* **Texte à lire**
__________

Jojo – Intégrale 2

Jojo – Intégrale 2

Deuxième tome d’une intégrale que tous les vrais amateurs de bandes dessinées se doivent de posséder! Et une interview, dans cette chronique, du « préfacier » de ce superbe livre…

Jojo©Dupuis

La fin des années 70 et le début des années 80 ont vu, dans le paysage de la bande dessinée, se côtoyer deux réalités très différentes. D’une part, il y avait toute la bd « adulte » née des années 60, de l’ouverture, de l’underground américain aux apparitions, en Europe d’auteurs comme Forest. Une bd qui se révélait souvent érotique et provocatrice et qui osait –enfin- explorer des univers narratifs jusque-là interdits aux auteurs des petits Mickeys.
Et d’autre part, il y avait également la persistance de la bd classique, la fameuse franco-belge, dans des revues comme « Tintin » ou « Spirou ». Mais là aussi, les choses bougeaient… Les choses devaient bouger ! Comment oublier l’apparition de Corto Maltese dans « Pif Gadget », celle de Martin Milan dans le journal de Tintin, et les aventures de Bidouille et Violette dans les pages de Spirou !
Et la naissance, dans le tout débit des années 80, d’une série qui a marqué, par sa poésie et son observation amusée de la société, bien plus qu’une seule génération.
Je parle, bien évidemment, des extraordinaires aventures quotidiennes de « Jojo » !
André Geerts, son auteur, a construit en peu de temps, finalement, puisqu’il est mort bien trop jeune, une véritable œuvre qui osait parler de familles monoparentales, de la réalité de l’enfance, avec humour, certes, mais jamais avec simplicité ni propos mièvres et débilitants…
Derrière Jojo, se cachait un homme dont les convictions, pourtant, et les travaux, n’étaient pas toujours souriants. Et c’est le premier intérêt de cette intégrale, d’ailleurs, que de nous permettre de découvrir qui était André Geerts, grâce à Morgan Di Salvia, qui éclaire de son analyse fouillée tout ce qui fait Jojo, personnage de papier, et l’homme qui se cache derrière lui !

__________

Données de détection d'objets:
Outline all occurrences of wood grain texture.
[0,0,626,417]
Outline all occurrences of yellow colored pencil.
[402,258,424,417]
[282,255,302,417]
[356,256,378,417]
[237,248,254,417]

__________

* **Exercices**
1. D'après la chronique sur Jojo, pourquoi André Geerts a-t-il construit son œuvre en peu de temps ? Répondez en une à trois phrases.
2. Recopiez fidèlement le passage de la chronique sur Jojo qui va de « Et d’autre part, il » jusqu'à « qu’une seule génération. » inclus.

* **Réponses proposées**
1. André Geerts a construit son œuvre en peu de temps parce qu'il est mort bien trop jeune.

2.
Et d’autre part, il y avait également la persistance de la bd classique, la fameuse franco-belge, dans des revues comme « Tintin » ou « Spirou ». Mais là aussi, les choses bougeaient… Les choses devaient bouger ! Comment oublier l’apparition de Corto Maltese dans « Pif Gadget », celle de Martin Milan dans le journal de Tintin, et les aventures de Bidouille et Violette dans les pages de Spirou !
Et la naissance, dans le tout débit des années 80, d’une série qui a marqué, par sa poésie et son observation amusée de la société, bien plus qu’une seule génération.